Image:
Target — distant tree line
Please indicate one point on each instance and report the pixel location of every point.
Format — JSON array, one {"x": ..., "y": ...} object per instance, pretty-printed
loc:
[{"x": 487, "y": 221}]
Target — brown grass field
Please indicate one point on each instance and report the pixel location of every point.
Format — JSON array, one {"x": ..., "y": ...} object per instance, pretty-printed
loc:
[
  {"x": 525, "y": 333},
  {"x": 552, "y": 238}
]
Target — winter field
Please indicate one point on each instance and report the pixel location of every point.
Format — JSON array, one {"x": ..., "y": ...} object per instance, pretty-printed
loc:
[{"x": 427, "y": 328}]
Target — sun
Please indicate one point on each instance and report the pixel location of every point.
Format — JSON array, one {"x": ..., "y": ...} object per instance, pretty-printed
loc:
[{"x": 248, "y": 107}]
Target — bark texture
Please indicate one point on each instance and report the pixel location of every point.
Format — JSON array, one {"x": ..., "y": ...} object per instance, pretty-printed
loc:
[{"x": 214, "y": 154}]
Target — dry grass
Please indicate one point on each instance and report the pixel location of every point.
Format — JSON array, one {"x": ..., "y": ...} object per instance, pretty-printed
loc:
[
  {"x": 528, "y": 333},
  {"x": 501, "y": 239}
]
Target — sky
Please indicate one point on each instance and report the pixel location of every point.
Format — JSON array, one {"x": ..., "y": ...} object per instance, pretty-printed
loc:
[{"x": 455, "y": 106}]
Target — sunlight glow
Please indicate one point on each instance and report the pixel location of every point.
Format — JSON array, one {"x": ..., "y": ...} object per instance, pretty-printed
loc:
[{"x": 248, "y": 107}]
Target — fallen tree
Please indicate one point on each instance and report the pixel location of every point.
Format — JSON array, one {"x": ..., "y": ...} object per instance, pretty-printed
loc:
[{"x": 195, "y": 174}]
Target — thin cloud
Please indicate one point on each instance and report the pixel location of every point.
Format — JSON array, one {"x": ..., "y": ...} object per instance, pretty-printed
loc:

..............................

__Challenge__
Copy out verbatim everything from the line containing "Target — sunlight glow" down to the last line of the items, including both of those lines.

__Result for this exercise__
Target — sunlight glow
Please indicate one point on each instance and report the pixel location of every point.
Format — JSON array, one {"x": ..., "y": ...} object per instance, pretty-printed
loc:
[{"x": 248, "y": 107}]
Target — fallen tree
Please indicate one point on each instance and report the pixel location of every point.
Format — JSON array, one {"x": ..., "y": ...} object per instance, pretty-printed
loc:
[{"x": 195, "y": 174}]
Target — thin cloud
Please indicate one point on each instance and report the pixel location of every point.
Format — JSON array, one {"x": ..., "y": ...} object per instance, pretty-printed
loc:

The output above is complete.